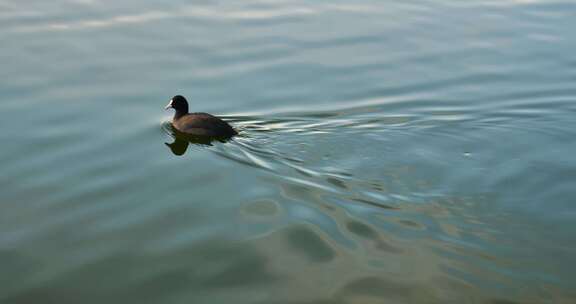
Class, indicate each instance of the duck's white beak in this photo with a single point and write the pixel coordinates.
(169, 105)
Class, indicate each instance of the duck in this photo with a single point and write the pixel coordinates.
(197, 124)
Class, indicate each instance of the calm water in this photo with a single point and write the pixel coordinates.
(390, 152)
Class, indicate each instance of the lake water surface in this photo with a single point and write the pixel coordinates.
(389, 152)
------------------------------------------------
Problem details: Please copy every line of the items above word for word, leaving out the pictures.

Written response:
Class, indicate each instance of the duck's white beak in this photo with a single point and write the pixel coordinates.
(169, 105)
Class, indicate each instance of the duck in this photo with a single point and write the pixel coordinates.
(197, 124)
Class, indicate each instance of the calm water in this photo with a single point and write the pixel coordinates.
(390, 152)
Class, indicate each instance of the lake water surface in this photo with a single point and write the pixel coordinates.
(389, 152)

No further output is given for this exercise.